EXERCISE = Continue the personal post about a cancer patient's drain removal and upcoming oncologist visit, picking up right after its final sentence.

“There are people I’d like to settle into a drink with. Not for the sole reason of getting drunk, but for the ritual of lubricating someone’s personality.” ~Dave Matthews
There is an elephant in the room! I repeat, there is an elephant. Hello? Anyone? Anyone? We’ll come back to that!
Tomorrow is a pretty big day: I finally meet with my oncologist. We set up “a plan” or something like that. Because we’re not done. It seems we’re never done.
On Monday, I got my drain out, which was an I-want-to-barf-full-sweat-hot-mess kind of situation this time around (sexy?). It was jammed in there, said the physician’s assistant, which it just code for, sorry but this is going to fucking hurt.
It fucking hurt.
I am going to share with you what she said to me, because… I can; I love you but you need to be with me and hear this one, if I was subjected to it, so can you be: pulling the tube out will feel the way a slimy pasta noodle feels when you swallow it halfway and then pull it out. Sean was there, he heard it too. Maybe don’t tell patients that. That’s just gross. Pasta may be ruined for me (wait, was that the point all along? Pasta is in the bad carb category that can be associated with cancers; ah but wait there again, just about everything is blamed for or associated with cancer; no win here, it’s all circles now). I’m a “1-2-3 but pull on 1” kind of person (you know, keep counting so I don’t know what’s going on and my brain is still just following the numbers even as the pain sets in).

SOURCE DATA =
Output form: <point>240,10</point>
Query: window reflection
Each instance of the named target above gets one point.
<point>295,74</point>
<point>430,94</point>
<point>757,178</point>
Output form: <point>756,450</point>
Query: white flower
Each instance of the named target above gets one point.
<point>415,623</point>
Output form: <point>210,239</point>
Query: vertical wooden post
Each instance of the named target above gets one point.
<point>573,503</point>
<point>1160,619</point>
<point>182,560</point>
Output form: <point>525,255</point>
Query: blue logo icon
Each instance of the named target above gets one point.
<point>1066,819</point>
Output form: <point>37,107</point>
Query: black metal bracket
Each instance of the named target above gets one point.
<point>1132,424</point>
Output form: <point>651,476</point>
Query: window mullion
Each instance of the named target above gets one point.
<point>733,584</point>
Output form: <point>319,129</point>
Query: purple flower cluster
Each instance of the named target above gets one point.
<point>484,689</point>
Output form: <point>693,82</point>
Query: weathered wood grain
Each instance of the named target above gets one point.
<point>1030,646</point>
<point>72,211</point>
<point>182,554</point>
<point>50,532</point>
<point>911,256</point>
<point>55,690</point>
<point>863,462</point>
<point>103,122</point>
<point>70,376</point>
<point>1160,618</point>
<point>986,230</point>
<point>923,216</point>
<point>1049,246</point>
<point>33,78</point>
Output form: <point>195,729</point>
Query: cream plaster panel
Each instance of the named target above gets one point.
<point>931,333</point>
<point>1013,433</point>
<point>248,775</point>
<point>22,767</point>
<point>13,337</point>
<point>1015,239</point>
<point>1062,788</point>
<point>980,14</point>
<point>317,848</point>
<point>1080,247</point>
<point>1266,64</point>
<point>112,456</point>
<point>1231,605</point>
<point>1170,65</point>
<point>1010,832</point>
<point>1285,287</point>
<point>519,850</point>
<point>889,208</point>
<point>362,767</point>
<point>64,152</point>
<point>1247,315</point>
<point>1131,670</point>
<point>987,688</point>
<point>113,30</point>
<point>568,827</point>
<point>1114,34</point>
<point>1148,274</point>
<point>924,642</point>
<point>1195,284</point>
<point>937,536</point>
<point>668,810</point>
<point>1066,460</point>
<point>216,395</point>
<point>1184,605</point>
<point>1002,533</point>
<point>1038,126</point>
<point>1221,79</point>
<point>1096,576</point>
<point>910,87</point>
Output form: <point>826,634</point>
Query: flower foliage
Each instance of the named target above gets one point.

WRITTEN RESPONSE =
Well, anyway, it was at least out. No results yet. Would I like to set up genetic counseling? Sure, why not. I’m a scientist, I’m curious, I’d like to know more and help the scientific community. And I’ve got some free time right now (I’m still on leave from work as we sort all of this out). Let’s find out if I’m in the 10% of breast cancer patients that have the gene. Because I’m so young, I’m eligible for counseling. Cool? I guess. Yay, science, yay, research patient.
The elephant is this: this isn’t me but it’s totally me! Do you get it?! You don’t yet. You shouldn’t yet. It’s like a jedi mind trick or a fortune cookie from Yoda or a Confucious says sort of thing. Let me explain.
I’ve gotten lots of feedback from so many people about my blog, it has been truly amazing. I set this up so that you all have to make the choice to come here and learn more. I will not put my shit on anyone. But you can join me in the shit if you’d like (I do have a fondness for shit, don’t I?!). I’m happy to have you! And all are welcome.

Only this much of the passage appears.